For each line below that includes the word "stone", make a copy.

[[ Supplied information, beginning ]]

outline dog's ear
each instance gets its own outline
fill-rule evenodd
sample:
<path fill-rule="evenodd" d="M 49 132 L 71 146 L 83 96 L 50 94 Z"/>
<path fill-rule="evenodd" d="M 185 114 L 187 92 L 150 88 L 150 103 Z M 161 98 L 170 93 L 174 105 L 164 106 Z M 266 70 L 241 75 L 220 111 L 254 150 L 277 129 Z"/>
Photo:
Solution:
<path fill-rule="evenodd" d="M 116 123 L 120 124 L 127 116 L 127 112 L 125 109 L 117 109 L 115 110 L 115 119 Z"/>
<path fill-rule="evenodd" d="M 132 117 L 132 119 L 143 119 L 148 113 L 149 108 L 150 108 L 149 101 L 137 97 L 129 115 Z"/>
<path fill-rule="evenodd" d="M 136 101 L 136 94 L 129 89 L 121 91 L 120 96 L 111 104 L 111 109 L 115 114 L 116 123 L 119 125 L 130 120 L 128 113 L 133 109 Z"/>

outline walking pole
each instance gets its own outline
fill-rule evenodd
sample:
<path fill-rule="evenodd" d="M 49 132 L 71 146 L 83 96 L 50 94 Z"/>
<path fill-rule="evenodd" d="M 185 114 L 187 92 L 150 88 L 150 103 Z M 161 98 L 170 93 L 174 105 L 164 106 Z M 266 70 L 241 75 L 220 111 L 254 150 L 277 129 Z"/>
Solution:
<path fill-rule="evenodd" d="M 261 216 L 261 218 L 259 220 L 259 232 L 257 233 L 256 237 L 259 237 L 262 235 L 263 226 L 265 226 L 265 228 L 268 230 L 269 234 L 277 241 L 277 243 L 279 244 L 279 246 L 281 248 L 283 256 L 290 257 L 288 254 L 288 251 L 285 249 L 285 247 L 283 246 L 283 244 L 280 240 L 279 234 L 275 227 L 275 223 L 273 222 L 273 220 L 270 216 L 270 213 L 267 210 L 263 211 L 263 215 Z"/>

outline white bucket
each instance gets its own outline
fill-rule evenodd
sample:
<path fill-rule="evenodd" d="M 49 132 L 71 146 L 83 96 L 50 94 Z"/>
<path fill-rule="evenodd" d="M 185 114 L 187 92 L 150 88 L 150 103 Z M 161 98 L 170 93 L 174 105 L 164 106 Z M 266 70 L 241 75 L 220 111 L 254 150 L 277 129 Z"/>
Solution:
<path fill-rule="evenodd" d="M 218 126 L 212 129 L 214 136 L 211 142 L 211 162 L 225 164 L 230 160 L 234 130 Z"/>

[[ Supplied information, end ]]
[[ Supplied information, beginning ]]

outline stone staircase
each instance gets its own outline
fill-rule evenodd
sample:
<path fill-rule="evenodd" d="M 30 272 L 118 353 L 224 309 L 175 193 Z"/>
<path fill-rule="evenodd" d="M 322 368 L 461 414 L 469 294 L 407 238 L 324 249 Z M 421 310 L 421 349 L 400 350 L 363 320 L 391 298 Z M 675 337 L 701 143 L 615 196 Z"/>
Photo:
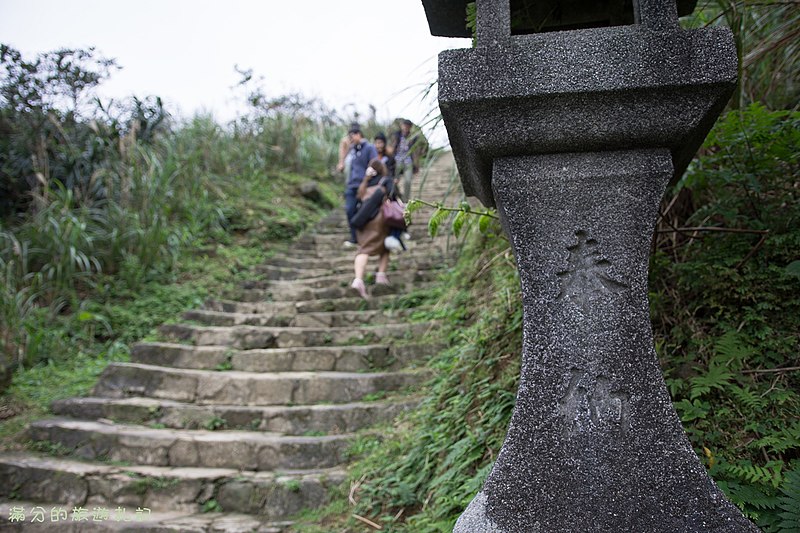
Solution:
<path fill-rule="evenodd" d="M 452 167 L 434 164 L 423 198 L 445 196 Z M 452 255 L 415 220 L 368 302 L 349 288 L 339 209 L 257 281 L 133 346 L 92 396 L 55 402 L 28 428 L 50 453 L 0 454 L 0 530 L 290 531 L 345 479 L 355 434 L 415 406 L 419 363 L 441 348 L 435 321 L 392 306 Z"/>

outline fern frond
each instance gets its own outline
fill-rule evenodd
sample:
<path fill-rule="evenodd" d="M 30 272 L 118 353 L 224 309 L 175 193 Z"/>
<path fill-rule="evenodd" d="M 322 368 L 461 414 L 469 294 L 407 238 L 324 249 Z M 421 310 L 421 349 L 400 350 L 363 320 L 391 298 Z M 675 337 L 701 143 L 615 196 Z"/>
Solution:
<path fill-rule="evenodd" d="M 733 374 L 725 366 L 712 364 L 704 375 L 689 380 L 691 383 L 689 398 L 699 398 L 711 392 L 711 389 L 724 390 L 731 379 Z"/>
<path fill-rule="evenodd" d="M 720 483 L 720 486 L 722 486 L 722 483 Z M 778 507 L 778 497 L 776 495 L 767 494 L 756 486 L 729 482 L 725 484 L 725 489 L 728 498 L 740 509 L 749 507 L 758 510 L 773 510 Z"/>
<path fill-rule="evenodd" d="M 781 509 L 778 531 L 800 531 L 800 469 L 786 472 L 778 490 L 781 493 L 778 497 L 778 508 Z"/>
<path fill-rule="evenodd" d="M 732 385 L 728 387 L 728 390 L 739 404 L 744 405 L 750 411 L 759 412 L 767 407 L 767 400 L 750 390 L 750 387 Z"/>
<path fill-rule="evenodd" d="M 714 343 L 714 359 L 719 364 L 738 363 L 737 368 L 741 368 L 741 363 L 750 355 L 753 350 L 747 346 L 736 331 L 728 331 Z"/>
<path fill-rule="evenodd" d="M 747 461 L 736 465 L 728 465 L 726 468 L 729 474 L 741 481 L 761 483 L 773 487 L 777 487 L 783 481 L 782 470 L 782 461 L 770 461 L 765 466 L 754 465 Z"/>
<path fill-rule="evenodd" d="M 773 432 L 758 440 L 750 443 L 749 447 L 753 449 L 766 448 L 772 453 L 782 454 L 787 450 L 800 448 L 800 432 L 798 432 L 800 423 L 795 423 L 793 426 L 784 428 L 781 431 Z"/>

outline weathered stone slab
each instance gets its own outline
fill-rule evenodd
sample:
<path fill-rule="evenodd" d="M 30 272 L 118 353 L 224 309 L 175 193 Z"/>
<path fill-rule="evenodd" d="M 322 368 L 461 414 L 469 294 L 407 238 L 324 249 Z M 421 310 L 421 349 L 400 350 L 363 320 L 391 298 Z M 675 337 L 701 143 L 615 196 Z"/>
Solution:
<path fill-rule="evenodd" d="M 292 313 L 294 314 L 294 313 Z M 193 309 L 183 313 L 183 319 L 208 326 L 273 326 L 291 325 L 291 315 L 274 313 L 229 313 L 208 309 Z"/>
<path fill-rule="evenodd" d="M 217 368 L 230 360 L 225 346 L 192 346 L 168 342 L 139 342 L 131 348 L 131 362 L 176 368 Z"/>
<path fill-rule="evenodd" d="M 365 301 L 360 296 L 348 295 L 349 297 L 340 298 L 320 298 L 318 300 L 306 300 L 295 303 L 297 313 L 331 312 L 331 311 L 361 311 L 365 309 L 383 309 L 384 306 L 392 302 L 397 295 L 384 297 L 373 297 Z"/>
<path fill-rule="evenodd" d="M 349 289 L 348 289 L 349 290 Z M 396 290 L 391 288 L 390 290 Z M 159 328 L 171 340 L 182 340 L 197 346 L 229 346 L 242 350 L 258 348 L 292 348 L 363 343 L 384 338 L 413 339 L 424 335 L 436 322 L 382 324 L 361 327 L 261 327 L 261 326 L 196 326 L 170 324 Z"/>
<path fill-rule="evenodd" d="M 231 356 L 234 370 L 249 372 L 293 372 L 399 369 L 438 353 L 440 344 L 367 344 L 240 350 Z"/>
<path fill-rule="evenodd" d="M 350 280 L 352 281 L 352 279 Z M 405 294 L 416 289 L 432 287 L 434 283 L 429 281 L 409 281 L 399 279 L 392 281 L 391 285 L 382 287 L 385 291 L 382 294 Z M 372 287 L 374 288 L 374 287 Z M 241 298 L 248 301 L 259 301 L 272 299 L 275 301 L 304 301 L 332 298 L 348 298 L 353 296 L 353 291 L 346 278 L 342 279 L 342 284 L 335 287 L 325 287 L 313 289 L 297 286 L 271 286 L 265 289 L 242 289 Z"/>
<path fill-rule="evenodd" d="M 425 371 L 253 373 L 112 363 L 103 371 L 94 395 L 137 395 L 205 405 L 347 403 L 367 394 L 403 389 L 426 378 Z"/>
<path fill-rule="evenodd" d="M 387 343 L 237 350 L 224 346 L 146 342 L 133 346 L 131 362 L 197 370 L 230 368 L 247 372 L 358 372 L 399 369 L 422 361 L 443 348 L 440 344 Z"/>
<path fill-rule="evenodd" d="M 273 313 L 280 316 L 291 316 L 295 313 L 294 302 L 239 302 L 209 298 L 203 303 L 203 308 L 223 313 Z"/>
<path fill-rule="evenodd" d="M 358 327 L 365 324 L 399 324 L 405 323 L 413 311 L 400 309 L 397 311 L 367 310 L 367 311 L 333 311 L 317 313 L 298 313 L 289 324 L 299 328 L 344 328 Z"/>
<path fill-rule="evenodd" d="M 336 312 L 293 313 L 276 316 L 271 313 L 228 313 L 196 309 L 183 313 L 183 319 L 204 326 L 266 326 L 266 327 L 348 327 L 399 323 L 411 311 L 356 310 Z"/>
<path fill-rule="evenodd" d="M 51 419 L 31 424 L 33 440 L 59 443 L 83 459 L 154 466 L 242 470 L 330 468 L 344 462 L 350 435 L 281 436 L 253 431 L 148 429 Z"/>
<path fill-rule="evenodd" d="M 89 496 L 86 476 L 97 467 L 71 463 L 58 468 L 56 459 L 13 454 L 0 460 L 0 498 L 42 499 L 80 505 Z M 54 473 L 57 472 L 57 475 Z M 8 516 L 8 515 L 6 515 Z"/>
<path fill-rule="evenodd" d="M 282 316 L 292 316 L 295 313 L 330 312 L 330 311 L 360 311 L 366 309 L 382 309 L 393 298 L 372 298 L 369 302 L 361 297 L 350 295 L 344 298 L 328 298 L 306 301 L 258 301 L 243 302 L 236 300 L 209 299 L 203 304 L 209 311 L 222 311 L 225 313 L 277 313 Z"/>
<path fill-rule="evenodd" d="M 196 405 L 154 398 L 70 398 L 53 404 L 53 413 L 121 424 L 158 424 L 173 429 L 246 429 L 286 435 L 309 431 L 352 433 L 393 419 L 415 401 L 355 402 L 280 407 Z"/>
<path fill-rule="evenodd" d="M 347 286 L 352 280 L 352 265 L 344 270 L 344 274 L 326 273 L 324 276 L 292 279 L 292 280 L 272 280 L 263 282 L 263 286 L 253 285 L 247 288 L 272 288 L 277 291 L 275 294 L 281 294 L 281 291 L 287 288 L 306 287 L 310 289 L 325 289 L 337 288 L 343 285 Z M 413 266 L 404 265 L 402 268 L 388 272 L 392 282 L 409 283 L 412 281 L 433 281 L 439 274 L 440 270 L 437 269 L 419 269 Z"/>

[[ Supplied information, end ]]

▶ [Answer below]:
outline stone staircase
outline weathered stone slab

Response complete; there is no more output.